Do different types of datasources take longer for datasets to refresh?

ineedqshelp · September 7, 2023, 10:40pm

I have two datasets, one is about 3x the size of the other. The smaller dataset has an Athena datasource, the larger one is Aurora. The smaller one takes almost the same amount of time to do a full refresh, is Athena just slower at refreshing, or is there something wrong with the SQL query for it that’s causing it to take so long?

Sanjeeb2022 · September 8, 2023, 5:02am

Hi @ineedqshelp - It depends upon how you have set up your athena table? Did you store the files in Parquet format. If not, you can do it to enhance the performance. Also you can test the sql query in Athena console to see the performance.

Regards - Sanjeeb

ineedqshelp · September 8, 2023, 8:01pm

The SQL query in athena times out (takes longer than 15 minutes), but I can see it if I add a limit clause. How do I see if it’s in Parquet format?

neelay · September 9, 2023, 12:35am

@ineedqshelp generally these files has {file}.parquet ext.

This problem most probably has nothing to do with the data transfer.

It is most likely tied to “which engine takes how long to find the result”. Once the result is processed, data transfer from data source to spice is more or less the same for each MB, (may vary depending upon the region, and other stuff), but it won’t be much if everything is hosted on AWS.

e.g. top 10 products purchased in the current month’s 10M orders is a very small dataset, but it will take a longer time to find these 10 products in 10M rows (as it requires aggregation) vs. 10000 rows from 1 or more tables without any aggregation.

If you are asking about how to optimize the Athena query then that is a different question.

I hope this makes sense

## Task requirements
- A) According to the thread, how long does the Athena SQL query run before it times out?
- B) Translate this sentence from the thread into Spanish: "This problem most probably has nothing to do with the data transfer."
Rely on the thread alone for your responses.

## Collected material

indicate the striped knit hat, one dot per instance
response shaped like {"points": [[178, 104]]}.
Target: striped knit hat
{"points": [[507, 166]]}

## Answers to the exercise
- A) It runs for longer than 15 minutes before timing out.

- B) Lo más probable es que este problema no tenga nada que ver con la transferencia de datos.